# Aim of the exercise:
Format each line of the listing below as a numbered list, leaving out any blank lines.

━━━ Records for the task

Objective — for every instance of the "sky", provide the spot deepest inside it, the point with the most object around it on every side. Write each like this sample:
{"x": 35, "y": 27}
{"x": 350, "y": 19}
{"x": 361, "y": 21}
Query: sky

━━━━━━

# In response:
1. Objective — for every instance of the "sky", provide the spot deepest inside it, the point with the most object around it on every side. Write each like this sample:
2. {"x": 35, "y": 27}
3. {"x": 350, "y": 19}
4. {"x": 361, "y": 21}
5. Query: sky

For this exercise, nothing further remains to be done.